Things to do:
1) For each statement about the North Dakota oil money passage, say yes or no for whether it agrees with the text, and quote the deciding words: (a) The Legacy Trust Fund collects 30% of the state’s oil and gas revenues. (b) The state began contributing to the Legacy Trust Fund in July 2013. (c) Darren Schulz works at the North Dakota Office of Management and Budget.
2) Rewrite the North Dakota oil money passage from "At the Wellhead: What" to "Shale oil field.", putting "Heritage Trust Fund" in place of "Legacy Trust Fund".

───── Given passage

At the Wellhead: What the heck is North Dakota going to do with all that oil money?

The North Dakota oil boom gives the state new funds. Lots of them. Lots and lots of them. Starr Spencer, in this week’s Oilgram News column At the Wellhead, discusses how the state is dealing with that cash.


It’s an enviable position for a state’s government — not only to be rolling in dough but having more dough to roll in than your wildest dreams.

The state of North Dakota, which began contributing to its newly-created Legacy Trust Fund from oil and gas taxes in July 2011, has already exceeded by 63% its initial target of having $618 million in its coffers by mid-2013 — thanks to the state’s seemingly bottomless Bakken Shale oil field.

The Fund, which collects 30% of the state’s oil and gas revenues, is now tilting toward a revised target of $1.2 billion by this July. As of February 28, the Fund contained $1,005,676,512, Darren Schulz, interim chief investment officer of the North Dakota Retirement and Investment Office, said.

“Our cup runneth full right now,” Schulz said. “It’s a good problem to have.”

Although companies seem to want nothing more than to continue drilling and producing oil from the Bakken, where the gift that keeps on giving registered 779,000 b/d of production for February, the state’s revised revenue target stems from a slightly raised oil price forecast, Joe Morrissette, management and fiscal analyst at the North Dakota Office of Management and Budget, said.

──────────
───── Excerpted data

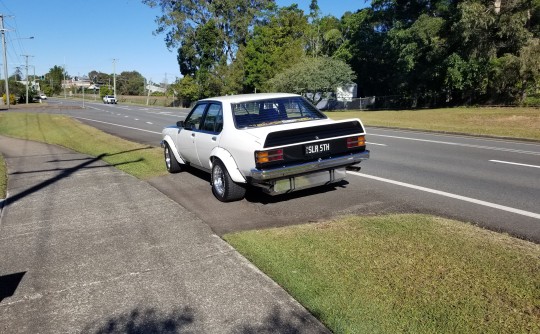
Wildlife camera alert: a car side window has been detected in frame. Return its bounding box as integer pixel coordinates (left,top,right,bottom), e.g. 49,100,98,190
201,103,223,133
184,104,206,130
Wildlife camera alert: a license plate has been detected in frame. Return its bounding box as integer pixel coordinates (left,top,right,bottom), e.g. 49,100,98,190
304,143,330,155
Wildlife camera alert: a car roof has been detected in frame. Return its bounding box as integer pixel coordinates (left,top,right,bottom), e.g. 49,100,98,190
201,93,300,103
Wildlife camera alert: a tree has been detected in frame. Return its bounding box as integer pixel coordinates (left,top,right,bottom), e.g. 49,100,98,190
88,70,113,85
143,0,275,96
170,76,200,106
241,5,308,92
270,57,356,105
116,71,144,95
43,65,69,96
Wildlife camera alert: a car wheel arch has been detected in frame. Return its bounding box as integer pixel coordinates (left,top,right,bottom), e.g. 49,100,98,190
209,147,247,183
163,136,186,165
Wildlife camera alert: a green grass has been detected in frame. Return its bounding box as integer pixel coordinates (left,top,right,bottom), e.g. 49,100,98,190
0,154,7,198
326,108,540,140
0,113,167,179
224,215,540,333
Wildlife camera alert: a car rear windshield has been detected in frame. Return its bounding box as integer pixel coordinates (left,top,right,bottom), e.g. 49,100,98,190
231,97,326,129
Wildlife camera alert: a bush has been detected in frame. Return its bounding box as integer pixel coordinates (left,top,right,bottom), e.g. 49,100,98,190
523,95,540,107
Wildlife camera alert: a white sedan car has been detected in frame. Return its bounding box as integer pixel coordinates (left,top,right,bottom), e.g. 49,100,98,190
161,93,369,202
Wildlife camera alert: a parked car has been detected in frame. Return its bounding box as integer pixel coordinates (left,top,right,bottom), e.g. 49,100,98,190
161,93,369,202
103,95,117,104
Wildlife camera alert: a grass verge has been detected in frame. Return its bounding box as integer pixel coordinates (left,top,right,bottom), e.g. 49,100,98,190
224,215,540,333
0,113,167,179
326,108,540,140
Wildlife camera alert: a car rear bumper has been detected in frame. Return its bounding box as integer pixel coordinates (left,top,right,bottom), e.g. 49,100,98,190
250,150,369,181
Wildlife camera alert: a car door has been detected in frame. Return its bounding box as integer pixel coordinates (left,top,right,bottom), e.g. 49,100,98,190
177,103,208,165
195,102,223,169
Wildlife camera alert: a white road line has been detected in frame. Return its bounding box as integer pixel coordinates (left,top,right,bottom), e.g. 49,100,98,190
366,141,388,146
368,133,540,155
347,171,540,219
75,117,161,135
489,160,540,168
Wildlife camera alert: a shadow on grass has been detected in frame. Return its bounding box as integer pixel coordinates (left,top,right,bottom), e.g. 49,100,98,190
82,306,324,334
4,147,152,206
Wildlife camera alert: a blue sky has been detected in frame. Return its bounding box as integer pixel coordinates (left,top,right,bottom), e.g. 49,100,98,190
0,0,368,82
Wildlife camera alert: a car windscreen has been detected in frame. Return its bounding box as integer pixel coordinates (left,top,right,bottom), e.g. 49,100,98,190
231,97,326,129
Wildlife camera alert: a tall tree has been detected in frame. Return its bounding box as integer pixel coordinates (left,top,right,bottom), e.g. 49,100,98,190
143,0,275,94
270,57,356,104
242,5,308,92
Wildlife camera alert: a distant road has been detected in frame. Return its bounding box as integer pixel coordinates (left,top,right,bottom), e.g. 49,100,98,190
40,99,540,242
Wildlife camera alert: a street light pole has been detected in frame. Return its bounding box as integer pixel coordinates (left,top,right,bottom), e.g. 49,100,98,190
113,59,118,99
0,14,9,109
21,55,33,104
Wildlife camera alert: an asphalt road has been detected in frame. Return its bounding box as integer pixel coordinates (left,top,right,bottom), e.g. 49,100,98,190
37,99,540,242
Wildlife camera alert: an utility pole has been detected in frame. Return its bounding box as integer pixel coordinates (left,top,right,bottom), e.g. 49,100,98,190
21,55,33,104
113,58,118,99
0,14,9,109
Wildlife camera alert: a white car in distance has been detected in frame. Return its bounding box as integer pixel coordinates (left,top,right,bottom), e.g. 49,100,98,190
161,93,369,202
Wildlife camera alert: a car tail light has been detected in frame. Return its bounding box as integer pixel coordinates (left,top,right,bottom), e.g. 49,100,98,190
347,136,366,148
255,148,283,164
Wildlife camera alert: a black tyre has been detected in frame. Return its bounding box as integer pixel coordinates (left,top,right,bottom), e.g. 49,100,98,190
210,160,246,202
163,144,182,173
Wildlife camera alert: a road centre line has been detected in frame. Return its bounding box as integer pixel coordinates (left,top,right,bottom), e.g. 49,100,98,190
369,133,540,155
366,141,388,146
489,160,540,168
347,171,540,219
75,117,161,135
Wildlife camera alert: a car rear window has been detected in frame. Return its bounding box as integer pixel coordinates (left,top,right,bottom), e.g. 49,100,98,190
231,97,326,129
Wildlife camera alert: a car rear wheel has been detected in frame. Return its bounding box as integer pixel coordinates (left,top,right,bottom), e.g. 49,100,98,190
211,160,246,202
163,144,182,173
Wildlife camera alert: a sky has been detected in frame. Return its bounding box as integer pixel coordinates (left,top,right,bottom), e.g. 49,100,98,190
0,0,368,83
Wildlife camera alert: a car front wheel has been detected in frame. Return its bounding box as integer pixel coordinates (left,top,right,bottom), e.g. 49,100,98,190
211,160,246,202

──────────

Answers:
1)
(a) Yes: "The Fund, which collects 30% of the state’s oil and gas revenues"
(b) No: "began contributing to its newly-created Legacy Trust Fund from oil and gas taxes in July 2011"
(c) No: "Darren Schulz, interim chief investment officer of the North Dakota Retirement and Investment Office"

2)
At the Wellhead: What the heck is North Dakota going to do with all that oil money?

The North Dakota oil boom gives the state new funds. Lots of them. Lots and lots of them. Starr Spencer, in this week’s Oilgram News column At the Wellhead, discusses how the state is dealing with that cash.


It’s an enviable position for a state’s government — not only to be rolling in dough but having more dough to roll in than your wildest dreams.

The state of North Dakota, which began contributing to its newly-created Heritage Trust Fund from oil and gas taxes in July 2011, has already exceeded by 63% its initial target of having $618 million in its coffers by mid-2013 — thanks to the state’s seemingly bottomless Bakken Shale oil field.